===== EXTRACT PROVIDED =====

Based on their data, the Brennan Center projects that homicides will rise slightly overall from 2014 to 2015. Any rise in the homicide rate is troubling, especially for the handful of cities largely responsible for the increase, but the relative uptick is still small compared to the massive two-decade drop that preceded it. Mac Donald warned in her May op-ed that “unless the demonization of law enforcement ends, the liberating gains in urban safety over the past 20 years will be lost.” That fear is unfounded so far.
The second graph drives home this point on a city-by-city basis and helps explain how a nationwide spike in homicides seemed plausible. The Brennan Center compared this year’s projected homicide rate in the cities it examined to the last year each of those cities had a similar rate.
In three cities, the murder rate returned to 1990s levels and remained high in some others. But in many more, there are only minor variations from the current lows. Homicide rates in cities with numerical upticks this year like New York, Los Angeles, and Chicago still resemble the historically low homicide rates those cities’ residents have enjoyed for almost a decade.
The researchers also noted that some cities fared worse.
There is no question a few cities have seen troubling increases in murders. Murder rates in Baltimore are now at 1990s levels. And in Milwaukee and St. Louis—where murder rates were already relatively high—murder rates have risen sharply, and are now near 1993 levels. Rather than a national pandemic, it appears that the increases in murder rates are localized, suggesting that community conditions are a major factor.
To offer a possible explanation, the researchers noted these five cities also share lower incomes, higher poverty rates, falling populations, and high unemployment compared to other cities. “The relationship between economics and crime is hotly debated," the report states, “but it is possible that the weak economies of these cities are a contributing factor to their high murder rates.”

===== DATASET =====

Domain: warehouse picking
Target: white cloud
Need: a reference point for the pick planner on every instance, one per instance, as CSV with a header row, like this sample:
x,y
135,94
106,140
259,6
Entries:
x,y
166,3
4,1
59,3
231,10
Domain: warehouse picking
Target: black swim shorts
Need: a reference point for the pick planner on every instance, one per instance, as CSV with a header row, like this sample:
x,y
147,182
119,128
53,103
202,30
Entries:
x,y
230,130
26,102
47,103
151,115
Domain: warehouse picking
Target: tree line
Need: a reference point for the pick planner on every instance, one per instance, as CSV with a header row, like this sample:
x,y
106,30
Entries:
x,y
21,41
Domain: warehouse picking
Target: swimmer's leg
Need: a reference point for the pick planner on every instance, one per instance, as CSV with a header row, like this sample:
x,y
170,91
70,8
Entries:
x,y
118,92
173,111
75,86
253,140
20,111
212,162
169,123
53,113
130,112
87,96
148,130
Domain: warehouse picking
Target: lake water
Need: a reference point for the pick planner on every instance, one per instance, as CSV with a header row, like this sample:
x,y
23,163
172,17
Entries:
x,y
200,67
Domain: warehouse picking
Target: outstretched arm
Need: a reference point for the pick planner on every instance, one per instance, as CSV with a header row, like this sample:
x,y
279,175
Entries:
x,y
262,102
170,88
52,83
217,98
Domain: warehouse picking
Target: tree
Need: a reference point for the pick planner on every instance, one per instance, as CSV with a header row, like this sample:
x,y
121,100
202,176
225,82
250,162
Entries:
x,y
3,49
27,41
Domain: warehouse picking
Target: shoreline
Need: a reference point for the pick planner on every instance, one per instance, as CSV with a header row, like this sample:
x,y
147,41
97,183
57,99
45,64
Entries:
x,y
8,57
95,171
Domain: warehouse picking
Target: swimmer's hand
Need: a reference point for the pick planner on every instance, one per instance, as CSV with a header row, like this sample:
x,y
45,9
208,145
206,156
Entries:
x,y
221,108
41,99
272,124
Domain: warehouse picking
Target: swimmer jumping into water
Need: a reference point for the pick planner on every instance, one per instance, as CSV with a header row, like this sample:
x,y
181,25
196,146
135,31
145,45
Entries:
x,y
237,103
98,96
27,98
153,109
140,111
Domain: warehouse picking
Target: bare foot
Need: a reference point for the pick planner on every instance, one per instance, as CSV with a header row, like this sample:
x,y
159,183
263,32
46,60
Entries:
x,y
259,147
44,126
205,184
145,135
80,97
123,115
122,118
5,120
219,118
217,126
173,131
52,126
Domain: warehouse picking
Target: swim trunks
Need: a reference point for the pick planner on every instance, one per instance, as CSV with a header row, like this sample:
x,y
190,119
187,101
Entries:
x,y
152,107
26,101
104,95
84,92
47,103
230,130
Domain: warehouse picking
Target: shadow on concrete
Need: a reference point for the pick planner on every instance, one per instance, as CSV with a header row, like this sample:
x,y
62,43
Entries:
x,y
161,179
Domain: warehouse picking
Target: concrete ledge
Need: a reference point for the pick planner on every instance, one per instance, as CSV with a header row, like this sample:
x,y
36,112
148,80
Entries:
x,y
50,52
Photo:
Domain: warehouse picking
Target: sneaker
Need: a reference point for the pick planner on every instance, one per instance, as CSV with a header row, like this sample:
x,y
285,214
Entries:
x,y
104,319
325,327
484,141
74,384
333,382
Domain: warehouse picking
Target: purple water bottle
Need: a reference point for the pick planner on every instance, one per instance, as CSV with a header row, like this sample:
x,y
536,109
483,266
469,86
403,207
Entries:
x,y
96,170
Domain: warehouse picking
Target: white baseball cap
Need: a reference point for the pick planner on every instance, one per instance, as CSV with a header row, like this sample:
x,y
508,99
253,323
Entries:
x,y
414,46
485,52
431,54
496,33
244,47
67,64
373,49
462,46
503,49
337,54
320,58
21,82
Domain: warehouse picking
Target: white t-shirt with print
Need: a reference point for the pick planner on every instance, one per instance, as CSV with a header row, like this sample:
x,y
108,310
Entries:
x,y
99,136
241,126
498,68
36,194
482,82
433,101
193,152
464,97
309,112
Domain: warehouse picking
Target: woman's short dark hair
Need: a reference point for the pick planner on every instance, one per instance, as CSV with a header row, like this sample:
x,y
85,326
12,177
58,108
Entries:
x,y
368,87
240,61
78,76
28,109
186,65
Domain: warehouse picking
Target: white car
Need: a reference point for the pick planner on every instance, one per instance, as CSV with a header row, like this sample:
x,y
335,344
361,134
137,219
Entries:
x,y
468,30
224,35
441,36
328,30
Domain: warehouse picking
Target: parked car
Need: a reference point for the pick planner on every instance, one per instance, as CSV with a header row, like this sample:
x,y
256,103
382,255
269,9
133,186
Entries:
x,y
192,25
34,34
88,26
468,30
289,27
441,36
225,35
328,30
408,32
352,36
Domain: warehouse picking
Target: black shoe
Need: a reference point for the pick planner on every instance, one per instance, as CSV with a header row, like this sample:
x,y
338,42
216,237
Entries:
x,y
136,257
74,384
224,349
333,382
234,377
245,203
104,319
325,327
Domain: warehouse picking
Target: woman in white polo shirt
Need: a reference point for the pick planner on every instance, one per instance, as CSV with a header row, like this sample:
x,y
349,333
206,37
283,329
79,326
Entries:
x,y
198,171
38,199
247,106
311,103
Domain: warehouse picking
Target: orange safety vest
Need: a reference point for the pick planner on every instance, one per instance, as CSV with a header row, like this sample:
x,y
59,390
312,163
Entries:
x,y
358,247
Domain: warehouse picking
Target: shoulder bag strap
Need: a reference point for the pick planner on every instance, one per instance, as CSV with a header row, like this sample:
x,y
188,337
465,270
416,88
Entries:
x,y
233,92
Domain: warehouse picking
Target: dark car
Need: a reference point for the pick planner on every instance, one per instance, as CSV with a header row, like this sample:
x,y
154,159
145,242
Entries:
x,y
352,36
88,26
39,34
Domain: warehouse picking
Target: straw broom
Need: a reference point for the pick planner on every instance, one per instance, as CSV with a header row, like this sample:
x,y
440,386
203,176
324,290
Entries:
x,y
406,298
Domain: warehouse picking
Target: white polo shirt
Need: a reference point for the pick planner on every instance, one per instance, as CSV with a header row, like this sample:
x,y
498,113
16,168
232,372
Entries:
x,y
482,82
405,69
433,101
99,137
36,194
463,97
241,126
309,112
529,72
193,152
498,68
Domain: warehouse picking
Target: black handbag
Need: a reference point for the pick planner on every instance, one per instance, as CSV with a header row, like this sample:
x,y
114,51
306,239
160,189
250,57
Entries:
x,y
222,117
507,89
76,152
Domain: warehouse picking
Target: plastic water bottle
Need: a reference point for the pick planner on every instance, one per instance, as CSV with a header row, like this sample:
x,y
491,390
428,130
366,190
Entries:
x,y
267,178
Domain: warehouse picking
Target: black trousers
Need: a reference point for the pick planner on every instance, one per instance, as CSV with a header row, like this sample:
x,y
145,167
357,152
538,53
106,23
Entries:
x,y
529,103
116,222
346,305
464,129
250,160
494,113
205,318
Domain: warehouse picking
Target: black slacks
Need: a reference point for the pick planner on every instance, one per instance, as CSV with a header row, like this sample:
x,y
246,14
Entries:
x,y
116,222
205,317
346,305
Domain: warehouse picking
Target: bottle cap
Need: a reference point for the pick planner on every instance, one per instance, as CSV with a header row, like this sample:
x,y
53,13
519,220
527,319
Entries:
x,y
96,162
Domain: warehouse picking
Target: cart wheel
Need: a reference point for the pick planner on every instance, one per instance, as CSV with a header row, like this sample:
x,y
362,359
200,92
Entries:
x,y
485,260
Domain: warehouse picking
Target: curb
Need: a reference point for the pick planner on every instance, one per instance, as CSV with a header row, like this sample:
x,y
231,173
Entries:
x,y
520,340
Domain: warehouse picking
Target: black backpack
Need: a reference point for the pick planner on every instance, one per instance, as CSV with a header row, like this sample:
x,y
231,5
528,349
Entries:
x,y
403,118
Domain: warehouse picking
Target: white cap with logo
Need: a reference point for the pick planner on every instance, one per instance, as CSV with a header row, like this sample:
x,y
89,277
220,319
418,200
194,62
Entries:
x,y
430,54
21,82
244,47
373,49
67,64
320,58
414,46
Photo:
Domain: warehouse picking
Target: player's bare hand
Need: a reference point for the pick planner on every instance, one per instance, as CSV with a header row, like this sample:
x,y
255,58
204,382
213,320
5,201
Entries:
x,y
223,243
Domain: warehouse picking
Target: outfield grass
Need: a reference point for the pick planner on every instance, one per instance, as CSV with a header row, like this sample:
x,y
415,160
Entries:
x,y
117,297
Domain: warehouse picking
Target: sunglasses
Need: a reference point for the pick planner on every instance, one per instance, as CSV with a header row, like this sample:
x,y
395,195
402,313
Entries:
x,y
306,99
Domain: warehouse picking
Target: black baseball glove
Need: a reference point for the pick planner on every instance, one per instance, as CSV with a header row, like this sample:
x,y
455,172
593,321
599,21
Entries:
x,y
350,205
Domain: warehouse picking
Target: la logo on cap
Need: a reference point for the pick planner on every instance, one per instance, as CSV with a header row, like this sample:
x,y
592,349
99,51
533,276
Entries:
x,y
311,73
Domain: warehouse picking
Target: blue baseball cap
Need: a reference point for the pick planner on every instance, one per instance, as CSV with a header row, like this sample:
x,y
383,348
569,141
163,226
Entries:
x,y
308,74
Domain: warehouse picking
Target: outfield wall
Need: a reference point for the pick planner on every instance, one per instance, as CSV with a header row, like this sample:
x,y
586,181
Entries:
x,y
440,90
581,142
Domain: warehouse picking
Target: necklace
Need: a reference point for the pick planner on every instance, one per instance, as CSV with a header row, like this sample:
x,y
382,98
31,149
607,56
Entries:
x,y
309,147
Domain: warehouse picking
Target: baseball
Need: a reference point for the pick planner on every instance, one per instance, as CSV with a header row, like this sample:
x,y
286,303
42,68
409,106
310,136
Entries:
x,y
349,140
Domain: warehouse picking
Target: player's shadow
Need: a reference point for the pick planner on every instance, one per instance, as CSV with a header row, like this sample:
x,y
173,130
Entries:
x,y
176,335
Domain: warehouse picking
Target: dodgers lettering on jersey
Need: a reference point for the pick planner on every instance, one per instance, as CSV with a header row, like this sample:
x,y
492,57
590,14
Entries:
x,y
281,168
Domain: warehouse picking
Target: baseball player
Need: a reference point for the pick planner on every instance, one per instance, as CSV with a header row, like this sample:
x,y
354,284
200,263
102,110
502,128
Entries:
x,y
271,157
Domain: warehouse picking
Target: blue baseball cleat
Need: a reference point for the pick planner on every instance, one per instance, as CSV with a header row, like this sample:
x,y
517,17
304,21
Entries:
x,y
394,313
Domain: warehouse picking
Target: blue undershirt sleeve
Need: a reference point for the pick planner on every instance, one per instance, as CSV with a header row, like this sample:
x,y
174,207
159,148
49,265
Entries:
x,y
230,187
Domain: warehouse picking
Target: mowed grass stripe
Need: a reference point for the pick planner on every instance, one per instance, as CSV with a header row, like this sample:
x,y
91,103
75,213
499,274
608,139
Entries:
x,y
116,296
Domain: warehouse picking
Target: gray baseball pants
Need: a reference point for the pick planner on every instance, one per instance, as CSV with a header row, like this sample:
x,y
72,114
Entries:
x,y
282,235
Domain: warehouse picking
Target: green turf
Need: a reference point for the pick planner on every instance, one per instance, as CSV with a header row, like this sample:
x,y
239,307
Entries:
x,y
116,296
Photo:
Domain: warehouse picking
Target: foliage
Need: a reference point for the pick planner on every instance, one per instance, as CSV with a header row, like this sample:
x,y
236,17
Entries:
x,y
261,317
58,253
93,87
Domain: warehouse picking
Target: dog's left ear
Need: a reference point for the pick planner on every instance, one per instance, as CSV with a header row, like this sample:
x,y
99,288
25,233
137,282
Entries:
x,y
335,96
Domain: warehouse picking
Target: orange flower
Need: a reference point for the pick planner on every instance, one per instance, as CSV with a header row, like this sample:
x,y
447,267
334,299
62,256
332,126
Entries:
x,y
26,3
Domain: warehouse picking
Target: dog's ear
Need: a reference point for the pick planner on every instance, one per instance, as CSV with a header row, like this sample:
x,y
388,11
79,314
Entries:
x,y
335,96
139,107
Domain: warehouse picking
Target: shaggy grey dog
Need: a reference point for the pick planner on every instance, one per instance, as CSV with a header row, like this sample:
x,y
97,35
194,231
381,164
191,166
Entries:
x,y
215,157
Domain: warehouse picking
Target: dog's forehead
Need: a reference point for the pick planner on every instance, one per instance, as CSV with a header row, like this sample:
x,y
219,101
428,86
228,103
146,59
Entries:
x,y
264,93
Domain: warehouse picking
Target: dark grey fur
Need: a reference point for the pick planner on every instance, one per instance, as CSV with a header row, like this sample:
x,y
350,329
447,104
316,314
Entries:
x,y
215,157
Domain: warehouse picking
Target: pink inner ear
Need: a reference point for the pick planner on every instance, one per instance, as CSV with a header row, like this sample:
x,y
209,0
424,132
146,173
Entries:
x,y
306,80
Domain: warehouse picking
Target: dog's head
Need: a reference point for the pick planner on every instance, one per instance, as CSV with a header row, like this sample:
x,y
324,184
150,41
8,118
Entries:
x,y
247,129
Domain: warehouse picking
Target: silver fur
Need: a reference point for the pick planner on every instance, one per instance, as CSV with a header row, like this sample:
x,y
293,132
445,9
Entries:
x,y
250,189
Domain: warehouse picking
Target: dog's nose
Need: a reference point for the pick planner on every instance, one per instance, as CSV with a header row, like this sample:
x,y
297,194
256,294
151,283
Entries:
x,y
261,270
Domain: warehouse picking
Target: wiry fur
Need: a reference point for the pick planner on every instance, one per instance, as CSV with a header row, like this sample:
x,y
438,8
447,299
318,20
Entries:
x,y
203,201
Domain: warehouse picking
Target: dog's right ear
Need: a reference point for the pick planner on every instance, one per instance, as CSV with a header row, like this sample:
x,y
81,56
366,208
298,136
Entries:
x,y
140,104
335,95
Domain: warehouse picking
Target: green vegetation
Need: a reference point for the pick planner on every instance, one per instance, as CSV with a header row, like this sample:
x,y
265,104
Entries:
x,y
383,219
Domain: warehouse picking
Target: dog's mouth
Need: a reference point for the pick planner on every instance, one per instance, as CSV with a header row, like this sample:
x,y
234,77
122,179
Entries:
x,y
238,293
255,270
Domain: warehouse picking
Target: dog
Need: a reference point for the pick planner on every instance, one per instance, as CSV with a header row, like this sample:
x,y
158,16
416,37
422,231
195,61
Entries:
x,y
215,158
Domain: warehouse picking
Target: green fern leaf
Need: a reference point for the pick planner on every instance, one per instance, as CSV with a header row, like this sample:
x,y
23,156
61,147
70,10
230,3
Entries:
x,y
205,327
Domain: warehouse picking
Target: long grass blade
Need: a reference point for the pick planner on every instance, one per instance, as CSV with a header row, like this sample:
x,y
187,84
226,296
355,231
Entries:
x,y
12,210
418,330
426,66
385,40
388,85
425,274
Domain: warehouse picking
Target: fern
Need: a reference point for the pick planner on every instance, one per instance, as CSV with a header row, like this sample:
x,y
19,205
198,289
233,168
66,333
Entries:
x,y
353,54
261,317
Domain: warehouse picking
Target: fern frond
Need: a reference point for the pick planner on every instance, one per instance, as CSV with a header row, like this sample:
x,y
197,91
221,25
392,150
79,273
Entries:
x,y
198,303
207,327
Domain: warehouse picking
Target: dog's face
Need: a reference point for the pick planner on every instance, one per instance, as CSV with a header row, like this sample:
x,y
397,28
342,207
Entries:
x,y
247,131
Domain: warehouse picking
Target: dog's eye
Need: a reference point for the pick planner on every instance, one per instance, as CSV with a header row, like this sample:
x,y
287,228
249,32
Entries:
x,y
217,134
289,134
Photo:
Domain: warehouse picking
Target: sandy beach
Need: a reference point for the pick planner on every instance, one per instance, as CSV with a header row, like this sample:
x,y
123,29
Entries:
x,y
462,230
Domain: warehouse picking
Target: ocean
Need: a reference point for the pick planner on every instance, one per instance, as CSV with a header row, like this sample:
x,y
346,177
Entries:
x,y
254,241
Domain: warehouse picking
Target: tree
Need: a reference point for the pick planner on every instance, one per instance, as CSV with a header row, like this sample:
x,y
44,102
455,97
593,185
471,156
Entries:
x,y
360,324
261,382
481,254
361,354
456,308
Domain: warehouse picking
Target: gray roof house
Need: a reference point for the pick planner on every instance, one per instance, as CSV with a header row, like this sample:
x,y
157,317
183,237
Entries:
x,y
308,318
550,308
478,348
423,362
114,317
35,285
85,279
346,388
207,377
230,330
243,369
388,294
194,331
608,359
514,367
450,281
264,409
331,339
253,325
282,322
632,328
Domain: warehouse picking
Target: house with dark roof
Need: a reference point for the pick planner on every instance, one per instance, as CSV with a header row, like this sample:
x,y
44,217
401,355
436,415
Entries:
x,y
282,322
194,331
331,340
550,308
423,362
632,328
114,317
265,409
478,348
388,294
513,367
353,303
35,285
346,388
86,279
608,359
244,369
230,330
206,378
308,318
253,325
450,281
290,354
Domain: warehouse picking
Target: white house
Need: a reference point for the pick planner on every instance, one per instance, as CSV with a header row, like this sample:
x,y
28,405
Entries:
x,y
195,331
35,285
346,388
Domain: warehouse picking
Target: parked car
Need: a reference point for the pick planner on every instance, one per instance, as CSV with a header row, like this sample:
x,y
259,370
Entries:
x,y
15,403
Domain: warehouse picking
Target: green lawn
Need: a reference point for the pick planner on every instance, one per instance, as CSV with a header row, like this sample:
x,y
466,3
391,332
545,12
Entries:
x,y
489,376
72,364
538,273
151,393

=====

EXERCISE DETAILS >> Return, word for word, the stretch of the text on city homicide rates from "Based on their" through "unfounded so far.".

RESPONSE TO THE EXERCISE >>
Based on their data, the Brennan Center projects that homicides will rise slightly overall from 2014 to 2015. Any rise in the homicide rate is troubling, especially for the handful of cities largely responsible for the increase, but the relative uptick is still small compared to the massive two-decade drop that preceded it. Mac Donald warned in her May op-ed that “unless the demonization of law enforcement ends, the liberating gains in urban safety over the past 20 years will be lost.” That fear is unfounded so far.